Requirements => Write the next portion of the section on area coverage path planning, starting right after its final sentence.

Article =>

***

2.1 Area coverage path planning

Area coverage path planning refers to using mobile agents to traverse the target environment area within their physical contact range or within their sensor sensing range and try to meet optimization goals such as short task completion time, few repeated paths, or small untraversed areas. Full coverage applications of intelligent agents appear in various aspects such as military, agriculture, industry, commerce, disaster relief, and urban life, such as automatic demining, crop harvesting, air traffic inspection, etc. Compared with single-agent coverage path planning, in addition to considering the traversal and non-duplication of paths, it also needs to consider the balance of task allocation, the challenge of resource conflict, the uncertainty of the number of agents and the task environment, and the uncertainty of the agent negotiation and conflict, prior information dependence, algorithm adaptability, and scalability, etc. The work of [9] extended the single-agent spiral spanning tree coverage algorithm to multiple agents and proposed multi-agent spanning tree coverage (MSTC) with backtracking optimization, which improved the efficiency and robustness of agent coverage. At present, multi-agent coverage path planning algorithms can be divided into three categories: no planning, centralized planning and discrete planning. The random path planning algorithm [10] does not require map information, and the agent uses random reactive motion planning. Achieving ideal coverage results at the expense of time or investing a large number of agents. The centralized planning algorithm allocates areas under the condition of obtaining global environmental information, and the agents each complete the coverage tasks in the allocated areas, which can produce more efficient paths and greatly shorten the duration of completing the coverage tasks. However, there are many limitations in practical applications. The discrete programming algorithm does not have a centralized task allocation mechanism, and each agent exchanges information through explicit or implicit communication to collaborate to complete coverage. The discrete programming algorithm is an online, real-time planning algorithm that can adapt to coverage in unknown environments, but its effect is closely related to the algorithm itself.

***

(Data items)
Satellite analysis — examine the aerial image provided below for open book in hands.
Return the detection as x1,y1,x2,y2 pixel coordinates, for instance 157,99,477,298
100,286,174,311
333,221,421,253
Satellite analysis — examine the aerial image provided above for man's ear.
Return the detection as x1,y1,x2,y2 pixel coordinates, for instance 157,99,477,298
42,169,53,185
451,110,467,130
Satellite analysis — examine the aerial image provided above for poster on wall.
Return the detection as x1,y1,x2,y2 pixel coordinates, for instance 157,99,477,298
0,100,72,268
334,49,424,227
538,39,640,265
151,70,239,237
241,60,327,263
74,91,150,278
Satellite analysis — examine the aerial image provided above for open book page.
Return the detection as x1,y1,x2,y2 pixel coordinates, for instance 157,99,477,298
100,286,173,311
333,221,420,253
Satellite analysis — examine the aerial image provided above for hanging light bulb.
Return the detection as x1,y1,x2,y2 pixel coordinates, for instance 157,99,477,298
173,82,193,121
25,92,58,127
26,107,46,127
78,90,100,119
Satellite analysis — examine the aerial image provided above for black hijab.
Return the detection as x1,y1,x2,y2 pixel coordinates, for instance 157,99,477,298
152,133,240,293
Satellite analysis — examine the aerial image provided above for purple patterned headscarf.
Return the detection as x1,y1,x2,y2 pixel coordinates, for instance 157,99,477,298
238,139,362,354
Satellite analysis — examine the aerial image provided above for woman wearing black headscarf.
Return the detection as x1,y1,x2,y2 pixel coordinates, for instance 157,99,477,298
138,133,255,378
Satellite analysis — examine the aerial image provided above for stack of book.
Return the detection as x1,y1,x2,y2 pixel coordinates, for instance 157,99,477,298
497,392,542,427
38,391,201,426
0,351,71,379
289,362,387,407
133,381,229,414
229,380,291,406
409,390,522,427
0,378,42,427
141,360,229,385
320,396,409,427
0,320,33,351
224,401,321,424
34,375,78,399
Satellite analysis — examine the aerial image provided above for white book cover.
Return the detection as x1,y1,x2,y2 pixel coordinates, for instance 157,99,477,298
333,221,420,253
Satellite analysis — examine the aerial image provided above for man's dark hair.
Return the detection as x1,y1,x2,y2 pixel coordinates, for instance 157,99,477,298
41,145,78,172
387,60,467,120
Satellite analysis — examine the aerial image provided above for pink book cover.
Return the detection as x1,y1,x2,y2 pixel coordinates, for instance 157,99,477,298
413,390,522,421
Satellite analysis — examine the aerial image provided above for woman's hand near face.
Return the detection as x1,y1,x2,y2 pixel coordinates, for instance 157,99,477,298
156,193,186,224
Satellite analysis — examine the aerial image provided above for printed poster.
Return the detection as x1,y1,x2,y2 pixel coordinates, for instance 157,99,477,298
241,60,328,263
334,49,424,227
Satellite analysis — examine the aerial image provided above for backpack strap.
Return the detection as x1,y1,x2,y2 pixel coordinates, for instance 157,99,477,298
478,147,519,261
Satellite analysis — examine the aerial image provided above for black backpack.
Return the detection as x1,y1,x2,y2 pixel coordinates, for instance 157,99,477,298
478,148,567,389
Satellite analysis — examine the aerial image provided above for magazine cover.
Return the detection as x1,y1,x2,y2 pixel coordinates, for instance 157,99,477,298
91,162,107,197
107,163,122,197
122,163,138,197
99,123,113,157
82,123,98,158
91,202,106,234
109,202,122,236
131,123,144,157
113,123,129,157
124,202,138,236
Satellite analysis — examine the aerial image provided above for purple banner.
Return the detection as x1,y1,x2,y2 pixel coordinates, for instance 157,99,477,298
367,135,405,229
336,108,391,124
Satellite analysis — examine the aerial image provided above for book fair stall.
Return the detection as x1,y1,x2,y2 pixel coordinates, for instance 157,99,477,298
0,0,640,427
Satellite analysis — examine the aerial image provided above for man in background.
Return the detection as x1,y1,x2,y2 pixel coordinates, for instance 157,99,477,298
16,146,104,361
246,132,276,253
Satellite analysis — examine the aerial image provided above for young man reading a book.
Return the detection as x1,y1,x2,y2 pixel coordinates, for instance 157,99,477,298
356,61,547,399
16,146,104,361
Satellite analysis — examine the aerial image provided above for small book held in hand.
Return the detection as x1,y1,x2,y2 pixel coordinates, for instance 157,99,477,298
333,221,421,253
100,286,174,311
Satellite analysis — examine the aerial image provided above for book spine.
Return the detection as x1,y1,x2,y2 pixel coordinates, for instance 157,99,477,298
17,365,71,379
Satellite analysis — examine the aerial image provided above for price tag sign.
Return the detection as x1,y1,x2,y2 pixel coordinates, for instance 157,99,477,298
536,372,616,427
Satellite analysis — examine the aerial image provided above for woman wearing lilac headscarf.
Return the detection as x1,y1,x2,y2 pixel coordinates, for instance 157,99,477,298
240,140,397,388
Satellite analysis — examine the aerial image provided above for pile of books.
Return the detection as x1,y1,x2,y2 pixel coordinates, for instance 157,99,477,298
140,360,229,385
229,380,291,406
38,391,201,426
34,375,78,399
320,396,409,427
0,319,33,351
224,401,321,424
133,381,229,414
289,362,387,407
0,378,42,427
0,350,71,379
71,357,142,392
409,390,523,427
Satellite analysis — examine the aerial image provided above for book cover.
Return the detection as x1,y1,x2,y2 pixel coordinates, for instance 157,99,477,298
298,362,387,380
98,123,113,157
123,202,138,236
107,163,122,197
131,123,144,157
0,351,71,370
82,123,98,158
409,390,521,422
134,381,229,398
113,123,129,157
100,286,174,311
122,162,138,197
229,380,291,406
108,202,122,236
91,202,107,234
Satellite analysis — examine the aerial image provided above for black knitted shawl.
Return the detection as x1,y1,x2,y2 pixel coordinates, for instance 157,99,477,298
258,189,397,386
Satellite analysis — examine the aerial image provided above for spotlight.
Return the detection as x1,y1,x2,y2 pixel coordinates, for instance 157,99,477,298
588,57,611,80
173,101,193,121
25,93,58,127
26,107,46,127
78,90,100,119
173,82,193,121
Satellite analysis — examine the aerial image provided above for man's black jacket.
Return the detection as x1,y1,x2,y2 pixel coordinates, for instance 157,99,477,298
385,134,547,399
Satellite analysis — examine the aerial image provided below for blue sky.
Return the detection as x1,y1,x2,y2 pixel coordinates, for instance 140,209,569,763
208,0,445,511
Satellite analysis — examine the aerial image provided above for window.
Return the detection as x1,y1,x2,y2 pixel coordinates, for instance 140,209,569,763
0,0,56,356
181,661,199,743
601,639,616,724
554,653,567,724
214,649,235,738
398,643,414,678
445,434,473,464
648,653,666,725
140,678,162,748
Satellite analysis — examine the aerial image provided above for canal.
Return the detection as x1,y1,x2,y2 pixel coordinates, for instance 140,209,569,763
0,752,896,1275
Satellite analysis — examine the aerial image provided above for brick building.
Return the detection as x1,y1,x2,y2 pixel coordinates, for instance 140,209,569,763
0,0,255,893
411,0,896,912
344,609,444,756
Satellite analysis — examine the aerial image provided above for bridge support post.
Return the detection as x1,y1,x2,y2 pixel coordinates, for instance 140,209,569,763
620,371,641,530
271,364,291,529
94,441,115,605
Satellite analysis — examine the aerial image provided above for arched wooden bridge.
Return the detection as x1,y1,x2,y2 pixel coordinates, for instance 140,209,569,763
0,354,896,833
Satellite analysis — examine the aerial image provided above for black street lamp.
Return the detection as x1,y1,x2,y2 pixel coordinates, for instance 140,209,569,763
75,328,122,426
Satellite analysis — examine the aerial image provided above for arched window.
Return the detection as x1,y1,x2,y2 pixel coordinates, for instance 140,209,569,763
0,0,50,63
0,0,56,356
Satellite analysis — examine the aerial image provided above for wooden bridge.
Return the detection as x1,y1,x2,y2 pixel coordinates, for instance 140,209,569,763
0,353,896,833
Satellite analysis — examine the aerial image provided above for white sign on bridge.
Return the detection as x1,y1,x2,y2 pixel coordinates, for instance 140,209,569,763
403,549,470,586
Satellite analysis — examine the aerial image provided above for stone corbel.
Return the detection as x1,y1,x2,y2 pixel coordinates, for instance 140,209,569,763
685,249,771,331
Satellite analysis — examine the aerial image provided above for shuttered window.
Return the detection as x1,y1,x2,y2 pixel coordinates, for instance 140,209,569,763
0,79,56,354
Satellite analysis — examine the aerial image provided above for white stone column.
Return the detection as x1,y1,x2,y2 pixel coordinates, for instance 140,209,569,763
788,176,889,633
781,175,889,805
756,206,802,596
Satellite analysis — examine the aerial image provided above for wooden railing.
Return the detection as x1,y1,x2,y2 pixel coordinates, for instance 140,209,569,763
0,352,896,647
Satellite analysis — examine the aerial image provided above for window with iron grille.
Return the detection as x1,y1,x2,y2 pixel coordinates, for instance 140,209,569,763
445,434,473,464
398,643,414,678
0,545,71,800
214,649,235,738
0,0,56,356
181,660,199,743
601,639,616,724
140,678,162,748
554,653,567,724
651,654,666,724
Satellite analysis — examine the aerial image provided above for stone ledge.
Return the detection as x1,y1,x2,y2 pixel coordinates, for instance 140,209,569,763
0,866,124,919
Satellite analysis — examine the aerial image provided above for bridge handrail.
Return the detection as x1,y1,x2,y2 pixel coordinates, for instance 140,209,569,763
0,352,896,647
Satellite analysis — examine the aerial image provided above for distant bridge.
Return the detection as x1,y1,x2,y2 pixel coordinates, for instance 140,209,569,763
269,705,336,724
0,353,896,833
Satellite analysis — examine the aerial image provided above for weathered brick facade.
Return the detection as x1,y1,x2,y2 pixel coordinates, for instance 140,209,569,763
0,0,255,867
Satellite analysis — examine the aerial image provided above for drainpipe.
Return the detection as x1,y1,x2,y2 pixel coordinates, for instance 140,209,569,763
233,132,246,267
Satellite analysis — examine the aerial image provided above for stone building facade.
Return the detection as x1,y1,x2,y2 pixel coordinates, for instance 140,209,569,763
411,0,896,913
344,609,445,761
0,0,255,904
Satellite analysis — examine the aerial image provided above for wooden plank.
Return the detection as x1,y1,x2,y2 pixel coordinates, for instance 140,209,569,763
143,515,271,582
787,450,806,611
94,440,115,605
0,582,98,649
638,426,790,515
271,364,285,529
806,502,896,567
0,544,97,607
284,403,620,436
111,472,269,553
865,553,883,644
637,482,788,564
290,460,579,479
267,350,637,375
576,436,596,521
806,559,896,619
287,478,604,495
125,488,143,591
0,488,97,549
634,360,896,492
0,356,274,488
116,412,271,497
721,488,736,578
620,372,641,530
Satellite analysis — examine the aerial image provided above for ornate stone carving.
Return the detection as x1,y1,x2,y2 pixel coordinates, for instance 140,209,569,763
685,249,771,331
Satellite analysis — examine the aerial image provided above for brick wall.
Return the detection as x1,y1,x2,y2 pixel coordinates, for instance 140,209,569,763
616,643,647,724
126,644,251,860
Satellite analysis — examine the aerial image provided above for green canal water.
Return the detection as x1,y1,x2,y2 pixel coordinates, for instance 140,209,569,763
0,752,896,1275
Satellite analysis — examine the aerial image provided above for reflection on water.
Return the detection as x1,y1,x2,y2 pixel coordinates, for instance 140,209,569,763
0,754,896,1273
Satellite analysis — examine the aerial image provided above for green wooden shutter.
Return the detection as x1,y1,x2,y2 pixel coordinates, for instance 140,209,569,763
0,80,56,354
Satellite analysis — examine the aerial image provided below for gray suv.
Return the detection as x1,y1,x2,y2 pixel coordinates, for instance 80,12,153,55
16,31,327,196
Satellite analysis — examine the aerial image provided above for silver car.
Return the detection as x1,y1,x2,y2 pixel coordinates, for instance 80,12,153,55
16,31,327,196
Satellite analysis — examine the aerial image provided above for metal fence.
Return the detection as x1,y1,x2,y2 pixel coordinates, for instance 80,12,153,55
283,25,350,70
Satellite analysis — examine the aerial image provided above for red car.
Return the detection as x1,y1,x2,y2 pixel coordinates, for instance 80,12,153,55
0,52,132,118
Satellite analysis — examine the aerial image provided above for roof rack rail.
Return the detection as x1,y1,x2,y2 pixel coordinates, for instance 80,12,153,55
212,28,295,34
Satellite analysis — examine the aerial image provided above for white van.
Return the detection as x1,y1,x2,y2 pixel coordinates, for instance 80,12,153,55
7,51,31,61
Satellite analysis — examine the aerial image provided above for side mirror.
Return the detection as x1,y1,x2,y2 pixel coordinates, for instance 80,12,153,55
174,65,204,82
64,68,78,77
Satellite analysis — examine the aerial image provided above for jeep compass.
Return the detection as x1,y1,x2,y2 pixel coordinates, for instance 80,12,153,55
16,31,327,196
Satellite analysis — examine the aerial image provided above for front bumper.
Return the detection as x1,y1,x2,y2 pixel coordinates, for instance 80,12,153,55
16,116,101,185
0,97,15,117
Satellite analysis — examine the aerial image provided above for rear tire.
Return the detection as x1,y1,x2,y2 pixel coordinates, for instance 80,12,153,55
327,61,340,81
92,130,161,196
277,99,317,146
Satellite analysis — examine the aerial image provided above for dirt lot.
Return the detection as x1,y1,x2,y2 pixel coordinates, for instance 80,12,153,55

***

Exercise response =>
Much work has been devoted to improving the performance of area coverage path planning. In order to take advantage of the power of the centralized framework, the authors of [11] proposed a backward horizon centralized online homogeneous multi-agent planner based on goal assignment, which ensures complete coverage of the unknown workspace and has advantages in coverage completion time. In [21], it proposed a new multi-agent coverage path planning algorithm which can improve the adaptability and robustness of the system in unknown complex environments through interaction and collaboration between agents. The authors of [22] proposed a multi-UAV coverage path planning (CPP) framework for detecting large- scale and complex three-dimensional structures. Aiming at the problem of full coverage of multi-agent space when the density function on the domain is initially unknown, the study of [23] asked a group of mobile agents to learn the spatial field on a domain at the same time and distribute themselves in space to optimize the coverage path.

Multi-agent area coverage needs to face challenges such as agent negotiation and conflict, optimization of coverage performance, and high computing power and time costs. For the sea area scenario of this competition, this work uses the optimal area allocation and coverage path optimization based on cellular discrete decomposition and simulated annealing (SA) algorithm for the polygonal sea area to be explored. In the initial stage, the agent performs coverage and exploration work at the same time. Until the coverage task is completed, all agents switch to the exploration working mode. This path planning strategy optimizes the implementation effect of the task, can complete basic full coverage, and has certain advantages in indicators such as coverage completion time.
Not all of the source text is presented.